** begin EXTRACTED TEXT **

I think, an ideal solution is to limit the number of reclaimed pages by
low limit excess value. This allows to discard my scaling code, but save
the strict semantics of low limit under memory pressure. The main problem
here is how to balance scanning pressure between cgroups and LRUs.

Maybe, we should calculate the number of pages to scan in a LRU based on
the low limit excess value instead of number of pages...

> > In my experience, low limits also require some changes in memcg page accounting
> > policy. For instance, an application in protected cgroup should have a guarantee
> > that it's filecache belongs to it's cgroup and is protected by low limit
> > therefore. If the filecache was created by another application in other cgroup,
> > it can be not so. I've solved this problem by implementing optional page
> > reaccouting on pagefaults and read/writes.
>
> Memory sharing is a separate issue and we should discuss that
> separately.
>
> > I can prepare my current version of patchset, if someone is interested.
>
> Sure, having something to compare with is always valuable.

----
Subject: [PATCH] memcg: low limits for memory cgroups

Low limits for memory cgroup can be used to limit memory pressure on it.
If memory usage of a cgroup is under it's low limit, it will not be
affected by global reclaim. If it reaches it's low limit from above,
the reclaiming speed will be dropped exponentially.

Low limits don't affect soft reclaim.
Also, it's possible that a cgroup with memory usage under low limit
will be reclaimed slowly on very low scanning priorities.
---
include/linux/memcontrol.h | 7 ++++++
include/linux/res_counter.h | 17 +++++++++++++
kernel/res_counter.c | 2 ++
mm/memcontrol.c | 60 +++++++++++++++++++++++++++++++++++++++++++++
mm/vmscan.c | 9 +++++++
5 files changed, 95 insertions(+)

diff --git a/include/linux/memcontrol.h b/include/linux/memcontrol.h
index abd0113..3905e95 100644
--- a/include/linux/memcontrol.h
+++ b/include/linux/memcontrol.h
@@ -231,6 +231,8 @@ void mem_cgroup_split_huge_fixup(struct page *head);
bool mem_cgroup_bad_page_check(struct page *page);
void mem_cgroup_print_bad_page(struct page *page);
#endif
+
+unsigned int mem_cgroup_low_limit_scale(struct mem_cgroup *memcg);
#else /* CONFIG_MEMCG */
struct mem_cgroup;

@@ -427,6 +429,11 @@ static inline void mem_cgroup_replace_page_cache(struct page *oldpage,
struct page *newpage)
{
}
+
+static inline unsigned int mem_cgroup_low_limit_scale(struct mem_cgroup *memcg)
+{
+ return 0;
+}
#endif /* CONFIG_MEMCG */

#if !defined(CONFIG_MEMCG) || !defined(CONFIG_DEBUG_VM)

** end EXTRACTED TEXT **
** begin RECORDS FOR PROCESSING **

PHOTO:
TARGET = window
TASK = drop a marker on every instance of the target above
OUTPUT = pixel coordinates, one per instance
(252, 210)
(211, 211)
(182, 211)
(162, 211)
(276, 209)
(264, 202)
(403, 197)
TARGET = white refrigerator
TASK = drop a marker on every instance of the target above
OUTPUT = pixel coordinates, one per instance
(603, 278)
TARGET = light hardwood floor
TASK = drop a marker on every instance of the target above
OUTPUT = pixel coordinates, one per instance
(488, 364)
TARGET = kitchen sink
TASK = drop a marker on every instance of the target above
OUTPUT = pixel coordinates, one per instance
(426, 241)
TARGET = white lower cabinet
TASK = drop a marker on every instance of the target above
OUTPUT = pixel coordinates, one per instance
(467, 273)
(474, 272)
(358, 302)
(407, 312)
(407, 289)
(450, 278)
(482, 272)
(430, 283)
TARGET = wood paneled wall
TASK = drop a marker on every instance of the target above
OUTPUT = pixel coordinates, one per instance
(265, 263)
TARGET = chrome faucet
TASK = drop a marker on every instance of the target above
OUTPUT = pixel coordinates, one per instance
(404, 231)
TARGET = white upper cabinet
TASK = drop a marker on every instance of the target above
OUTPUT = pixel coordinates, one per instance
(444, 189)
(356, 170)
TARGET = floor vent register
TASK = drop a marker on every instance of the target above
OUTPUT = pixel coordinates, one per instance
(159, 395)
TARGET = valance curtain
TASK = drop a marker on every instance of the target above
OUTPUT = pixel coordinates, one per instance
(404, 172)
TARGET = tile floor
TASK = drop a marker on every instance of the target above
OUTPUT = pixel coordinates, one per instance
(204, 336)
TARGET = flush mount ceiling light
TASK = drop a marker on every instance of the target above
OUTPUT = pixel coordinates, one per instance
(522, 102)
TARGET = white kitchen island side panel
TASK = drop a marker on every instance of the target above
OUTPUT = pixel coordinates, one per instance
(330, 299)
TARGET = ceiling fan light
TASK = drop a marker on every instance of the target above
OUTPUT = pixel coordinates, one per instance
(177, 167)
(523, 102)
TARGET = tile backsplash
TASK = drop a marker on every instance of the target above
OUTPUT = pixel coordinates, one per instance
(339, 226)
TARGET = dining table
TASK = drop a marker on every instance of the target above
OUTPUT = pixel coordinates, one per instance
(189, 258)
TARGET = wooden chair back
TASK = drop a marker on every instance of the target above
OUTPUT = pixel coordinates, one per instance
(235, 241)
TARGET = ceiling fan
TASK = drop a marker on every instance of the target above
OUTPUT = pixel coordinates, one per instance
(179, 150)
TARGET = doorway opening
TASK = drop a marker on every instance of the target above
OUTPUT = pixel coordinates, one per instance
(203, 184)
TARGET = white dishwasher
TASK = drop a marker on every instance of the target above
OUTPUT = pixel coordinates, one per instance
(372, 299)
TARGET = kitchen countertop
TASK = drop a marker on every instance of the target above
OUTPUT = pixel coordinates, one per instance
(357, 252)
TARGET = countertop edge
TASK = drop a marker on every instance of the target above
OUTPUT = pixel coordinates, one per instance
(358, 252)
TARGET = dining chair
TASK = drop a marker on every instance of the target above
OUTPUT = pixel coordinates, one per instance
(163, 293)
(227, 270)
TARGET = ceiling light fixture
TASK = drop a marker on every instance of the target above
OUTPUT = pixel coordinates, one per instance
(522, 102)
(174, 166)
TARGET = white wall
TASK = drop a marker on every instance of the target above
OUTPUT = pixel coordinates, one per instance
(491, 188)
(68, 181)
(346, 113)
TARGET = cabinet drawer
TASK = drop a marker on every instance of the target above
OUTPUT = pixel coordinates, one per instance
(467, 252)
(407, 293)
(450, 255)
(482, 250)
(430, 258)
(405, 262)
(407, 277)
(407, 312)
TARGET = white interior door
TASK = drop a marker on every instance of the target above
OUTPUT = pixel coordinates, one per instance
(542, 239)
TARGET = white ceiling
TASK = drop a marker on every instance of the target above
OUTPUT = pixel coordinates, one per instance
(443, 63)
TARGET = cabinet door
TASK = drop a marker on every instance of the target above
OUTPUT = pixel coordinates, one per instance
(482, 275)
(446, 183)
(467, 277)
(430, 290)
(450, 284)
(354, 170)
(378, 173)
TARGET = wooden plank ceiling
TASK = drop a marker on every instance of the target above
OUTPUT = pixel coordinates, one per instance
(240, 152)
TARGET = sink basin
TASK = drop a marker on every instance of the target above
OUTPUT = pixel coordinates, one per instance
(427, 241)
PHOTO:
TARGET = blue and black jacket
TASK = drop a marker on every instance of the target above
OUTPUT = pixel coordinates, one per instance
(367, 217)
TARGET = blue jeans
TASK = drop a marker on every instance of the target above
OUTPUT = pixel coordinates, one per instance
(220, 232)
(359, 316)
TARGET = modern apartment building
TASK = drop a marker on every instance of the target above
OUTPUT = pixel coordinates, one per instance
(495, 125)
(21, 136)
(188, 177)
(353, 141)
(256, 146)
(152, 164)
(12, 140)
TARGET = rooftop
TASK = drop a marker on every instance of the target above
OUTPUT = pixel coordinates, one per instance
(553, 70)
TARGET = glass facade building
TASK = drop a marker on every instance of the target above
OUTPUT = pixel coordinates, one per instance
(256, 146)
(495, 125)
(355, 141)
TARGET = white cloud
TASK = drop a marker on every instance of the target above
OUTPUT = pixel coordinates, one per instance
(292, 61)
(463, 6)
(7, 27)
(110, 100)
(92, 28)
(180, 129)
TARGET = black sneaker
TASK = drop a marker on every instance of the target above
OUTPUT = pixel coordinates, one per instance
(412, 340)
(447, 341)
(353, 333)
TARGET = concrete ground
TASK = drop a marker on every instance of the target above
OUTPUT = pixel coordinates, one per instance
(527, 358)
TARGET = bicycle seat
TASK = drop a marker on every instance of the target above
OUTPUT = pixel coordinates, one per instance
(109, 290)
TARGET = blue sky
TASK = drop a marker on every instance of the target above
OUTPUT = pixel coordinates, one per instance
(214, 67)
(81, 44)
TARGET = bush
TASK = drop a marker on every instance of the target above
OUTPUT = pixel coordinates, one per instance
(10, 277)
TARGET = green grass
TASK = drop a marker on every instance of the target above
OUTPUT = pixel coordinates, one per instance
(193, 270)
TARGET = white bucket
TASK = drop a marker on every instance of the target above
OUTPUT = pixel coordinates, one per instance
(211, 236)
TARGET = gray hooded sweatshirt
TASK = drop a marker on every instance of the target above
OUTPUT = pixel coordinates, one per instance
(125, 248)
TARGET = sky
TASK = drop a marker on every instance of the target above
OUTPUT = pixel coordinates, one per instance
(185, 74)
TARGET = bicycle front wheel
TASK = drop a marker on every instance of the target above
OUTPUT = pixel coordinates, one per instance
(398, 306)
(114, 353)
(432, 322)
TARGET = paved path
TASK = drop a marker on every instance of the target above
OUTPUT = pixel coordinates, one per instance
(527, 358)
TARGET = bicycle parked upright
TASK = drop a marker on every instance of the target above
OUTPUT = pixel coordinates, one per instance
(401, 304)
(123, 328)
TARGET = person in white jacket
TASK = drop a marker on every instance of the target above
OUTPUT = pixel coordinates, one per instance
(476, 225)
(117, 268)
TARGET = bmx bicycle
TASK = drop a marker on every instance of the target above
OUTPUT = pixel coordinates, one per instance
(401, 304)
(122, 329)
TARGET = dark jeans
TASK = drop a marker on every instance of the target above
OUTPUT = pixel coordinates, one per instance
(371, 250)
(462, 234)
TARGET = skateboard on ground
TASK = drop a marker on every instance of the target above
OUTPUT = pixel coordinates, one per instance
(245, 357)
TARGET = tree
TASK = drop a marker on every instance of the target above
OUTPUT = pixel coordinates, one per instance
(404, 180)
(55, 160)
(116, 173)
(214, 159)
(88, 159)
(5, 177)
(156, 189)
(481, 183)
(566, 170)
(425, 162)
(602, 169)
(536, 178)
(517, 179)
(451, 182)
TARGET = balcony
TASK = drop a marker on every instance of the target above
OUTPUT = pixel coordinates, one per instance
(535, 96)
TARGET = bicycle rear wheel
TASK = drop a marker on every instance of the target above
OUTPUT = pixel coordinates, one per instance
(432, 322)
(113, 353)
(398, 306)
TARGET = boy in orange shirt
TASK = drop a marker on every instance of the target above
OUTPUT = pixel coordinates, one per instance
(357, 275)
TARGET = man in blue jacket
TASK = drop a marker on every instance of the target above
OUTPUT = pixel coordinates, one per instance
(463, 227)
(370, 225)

** end RECORDS FOR PROCESSING **

● **COMPLETE THE FOLLOWING**
[a] In the records, copy every line from the one containing "TARGET = boy in orange shirt" through the end of the records, keeping both the first and the last line.
[b] Pick up the memory cgroup low-limit patch discussion from where it stops and continue it.

● **RESPONSES**
[a]
TARGET = boy in orange shirt
TASK = drop a marker on every instance of the target above
OUTPUT = pixel coordinates, one per instance
(357, 275)
TARGET = man in blue jacket
TASK = drop a marker on every instance of the target above
OUTPUT = pixel coordinates, one per instance
(463, 227)
(370, 225)

[b]
diff --git a/include/linux/res_counter.h b/include/linux/res_counter.h
index 201a697..7a16c2a 100644
--- a/include/linux/res_counter.h
+++ b/include/linux/res_counter.h
@@ -40,6 +40,10 @@ struct res_counter {
*/
unsigned long long soft_limit;
/*
+ * the secured guaranteed minimal limit of resource
+ */
+ unsigned long long low_limit;
+ /*
* the number of unsuccessful attempts to consume the resource
*/
unsigned long long failcnt;
@@ -88,6 +92,7 @@ enum {
RES_LIMIT,
RES_FAILCNT,
RES_SOFT_LIMIT,
+ RES_LOW_LIMIT,
};

/*
@@ -224,4 +229,16 @@ res_counter_set_soft_limit(struct res_counter *cnt,
return 0;
}

+static inline int
+res_counter_set_low_limit(struct res_counter *cnt,
+ unsigned long long low_limit)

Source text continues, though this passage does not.